Rick Altizer is a film director, recording artist, music producer, songwriter, multi-instrumentalist and radio show host.

In 2021, Altizer wrote and directed Show Me the Father, produced by Mark Miller and executive produced by the Kendrick Brothers. The film received an A+ CinemaScore. 
He also wrote and directed "Russ Taff: I Still Believe" (winner of 9 film awards). Rick has also directed three documentaries for Chonda Pierce: "Unashamed", "Enough", and "Laughing in the Dark" (winner of 2 film awards).

Altizer has sold over one million albums. As a recording artist, he recorded seven studio albums with three top 10 singles.
He currently is the worship leader at Hickory Grove PCA Church, in Nashville TN.  He is married to his wife, Jan, and has two sons, David and Matthew, daughter-in-law, Laura and grandsons, Ryan and Caleb.

The exercise: According to the profile of Rick Altizer, what CinemaScore did Show Me the Father receive? The lines that come next are not needed for anything here.

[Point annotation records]
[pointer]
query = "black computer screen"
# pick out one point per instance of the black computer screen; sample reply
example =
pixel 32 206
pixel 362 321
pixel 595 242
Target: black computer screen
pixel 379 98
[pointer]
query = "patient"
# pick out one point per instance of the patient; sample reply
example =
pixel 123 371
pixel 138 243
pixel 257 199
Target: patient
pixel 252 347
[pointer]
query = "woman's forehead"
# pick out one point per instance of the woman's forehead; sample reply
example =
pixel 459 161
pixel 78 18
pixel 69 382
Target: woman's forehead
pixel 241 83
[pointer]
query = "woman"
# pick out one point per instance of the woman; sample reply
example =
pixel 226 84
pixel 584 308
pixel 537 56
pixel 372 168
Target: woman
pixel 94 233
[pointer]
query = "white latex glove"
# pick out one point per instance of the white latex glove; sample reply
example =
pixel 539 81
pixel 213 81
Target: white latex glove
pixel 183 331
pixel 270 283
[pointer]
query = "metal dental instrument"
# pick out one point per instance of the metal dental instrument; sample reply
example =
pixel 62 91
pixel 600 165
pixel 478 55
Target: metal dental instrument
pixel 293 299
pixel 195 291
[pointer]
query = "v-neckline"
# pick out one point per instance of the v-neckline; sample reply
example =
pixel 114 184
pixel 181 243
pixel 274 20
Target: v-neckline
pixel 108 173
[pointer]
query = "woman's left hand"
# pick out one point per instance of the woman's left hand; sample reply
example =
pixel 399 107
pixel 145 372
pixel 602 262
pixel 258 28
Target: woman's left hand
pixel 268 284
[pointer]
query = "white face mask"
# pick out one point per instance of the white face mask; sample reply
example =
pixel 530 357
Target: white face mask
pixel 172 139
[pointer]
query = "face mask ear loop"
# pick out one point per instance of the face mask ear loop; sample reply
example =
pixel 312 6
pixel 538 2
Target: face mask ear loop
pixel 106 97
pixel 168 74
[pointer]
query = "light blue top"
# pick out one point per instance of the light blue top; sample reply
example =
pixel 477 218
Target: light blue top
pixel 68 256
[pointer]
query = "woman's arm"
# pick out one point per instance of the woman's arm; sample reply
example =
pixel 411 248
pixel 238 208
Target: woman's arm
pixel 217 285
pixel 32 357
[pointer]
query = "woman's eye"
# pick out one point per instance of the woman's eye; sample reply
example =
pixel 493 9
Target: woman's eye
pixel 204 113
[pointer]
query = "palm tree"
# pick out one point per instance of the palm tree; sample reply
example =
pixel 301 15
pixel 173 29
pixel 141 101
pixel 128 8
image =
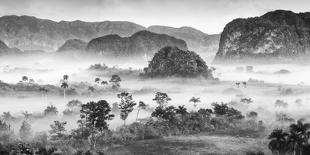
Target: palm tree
pixel 141 105
pixel 91 89
pixel 301 134
pixel 64 85
pixel 65 77
pixel 97 80
pixel 44 92
pixel 278 144
pixel 25 78
pixel 27 115
pixel 195 101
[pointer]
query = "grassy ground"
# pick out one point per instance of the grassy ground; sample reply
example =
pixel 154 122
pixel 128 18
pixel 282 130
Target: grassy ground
pixel 193 145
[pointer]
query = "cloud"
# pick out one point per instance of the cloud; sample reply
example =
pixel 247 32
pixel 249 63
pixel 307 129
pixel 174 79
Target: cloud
pixel 207 15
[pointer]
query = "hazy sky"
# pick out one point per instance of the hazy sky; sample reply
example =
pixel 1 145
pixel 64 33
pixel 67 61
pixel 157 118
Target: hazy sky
pixel 209 16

Solution to the problem: It received an A+ CinemaScore.